Write the entries below again, precisely as they appear.

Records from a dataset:
▬▬▬▬▬▬▬▬▬▬

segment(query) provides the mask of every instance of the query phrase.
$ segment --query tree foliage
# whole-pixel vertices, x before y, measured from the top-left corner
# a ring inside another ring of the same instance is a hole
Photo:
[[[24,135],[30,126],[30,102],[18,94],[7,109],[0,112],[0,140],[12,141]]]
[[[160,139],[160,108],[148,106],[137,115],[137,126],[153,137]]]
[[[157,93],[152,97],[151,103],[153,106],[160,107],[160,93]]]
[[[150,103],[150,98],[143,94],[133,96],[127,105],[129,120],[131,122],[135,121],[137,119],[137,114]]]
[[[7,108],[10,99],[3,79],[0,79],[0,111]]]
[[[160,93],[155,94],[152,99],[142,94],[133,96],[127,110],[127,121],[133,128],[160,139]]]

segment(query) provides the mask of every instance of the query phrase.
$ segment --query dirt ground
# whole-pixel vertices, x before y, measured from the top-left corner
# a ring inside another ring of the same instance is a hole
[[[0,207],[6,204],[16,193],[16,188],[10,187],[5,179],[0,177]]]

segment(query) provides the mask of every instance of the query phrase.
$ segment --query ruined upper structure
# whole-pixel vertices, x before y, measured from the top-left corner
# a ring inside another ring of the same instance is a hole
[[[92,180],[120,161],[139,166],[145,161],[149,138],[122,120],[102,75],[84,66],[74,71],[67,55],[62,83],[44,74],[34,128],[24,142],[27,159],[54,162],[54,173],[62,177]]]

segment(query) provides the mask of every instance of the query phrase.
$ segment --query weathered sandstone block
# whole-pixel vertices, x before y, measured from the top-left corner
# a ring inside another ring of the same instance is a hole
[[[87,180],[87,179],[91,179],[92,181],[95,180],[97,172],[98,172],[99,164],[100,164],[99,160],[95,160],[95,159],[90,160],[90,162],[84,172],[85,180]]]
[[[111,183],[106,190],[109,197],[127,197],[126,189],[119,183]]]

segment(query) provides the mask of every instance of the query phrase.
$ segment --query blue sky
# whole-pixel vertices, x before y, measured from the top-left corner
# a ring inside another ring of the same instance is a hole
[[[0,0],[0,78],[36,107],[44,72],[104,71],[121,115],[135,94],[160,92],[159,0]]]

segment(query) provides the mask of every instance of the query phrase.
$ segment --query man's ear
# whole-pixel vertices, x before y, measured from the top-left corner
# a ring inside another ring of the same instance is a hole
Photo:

▬▬▬▬▬▬▬▬▬▬

Exercise output:
segment(query) provides the mask of every instance of the query phrase.
$ segment --query tree foliage
# whole-pixel vertices, x before y, measured from the top-left corner
# a ring inside another ring of the same instance is a hole
Photo:
[[[24,135],[30,126],[30,102],[18,94],[7,109],[0,112],[0,140],[12,141]]]
[[[160,139],[160,108],[148,106],[137,115],[137,126],[153,137]]]
[[[157,93],[152,97],[151,103],[153,106],[160,107],[160,93]]]
[[[150,103],[150,98],[143,94],[133,96],[127,105],[129,120],[131,122],[135,121],[137,119],[137,114]]]
[[[7,108],[10,99],[3,79],[0,79],[0,111]]]
[[[160,93],[155,94],[152,99],[142,94],[133,96],[127,110],[127,121],[133,128],[160,139]]]

segment(query) provides the mask of every instance of the query phrase.
$ segment --query dirt ground
# whole-pixel vertices, x before y, measured from the top-left corner
# a ring inside another ring of the same instance is a hole
[[[0,207],[6,204],[16,193],[16,188],[10,187],[5,179],[0,177]]]

segment(query) provides the mask of every instance of the query phrase.
$ segment --query ruined upper structure
# whole-pixel vertices, x before y, measured from the top-left corner
# a ring inside another ring of the same instance is a hole
[[[92,180],[120,161],[139,166],[145,161],[149,138],[122,120],[102,75],[84,66],[74,71],[67,55],[62,83],[44,74],[34,128],[24,142],[27,159],[54,162],[54,173],[62,177]]]

segment(query) provides the mask of every instance of the query phrase.
$ segment --query weathered sandstone block
# whole-pixel vertices, x before y, measured from the top-left corner
# a ring inside another ring of the same instance is a hole
[[[87,180],[87,179],[91,179],[92,181],[95,180],[97,172],[98,172],[99,164],[100,164],[99,160],[95,160],[95,159],[90,160],[90,162],[84,172],[85,180]]]
[[[111,183],[106,190],[109,197],[127,197],[126,189],[119,183]]]

segment(query) provides the mask of every instance of the query phrase.
$ segment --query blue sky
# whole-pixel vertices, x before y, measured from the top-left corner
# a ring inside another ring of the same instance is a hole
[[[0,0],[0,78],[36,107],[44,72],[104,71],[121,115],[135,94],[160,92],[159,0]]]

segment(query) provides the mask of every instance of the query phrase.
$ segment --query man's ear
# whole-pixel vertices, x before y, measured from the top-left corner
# a ring inside another ring of the same instance is a hole
Photo:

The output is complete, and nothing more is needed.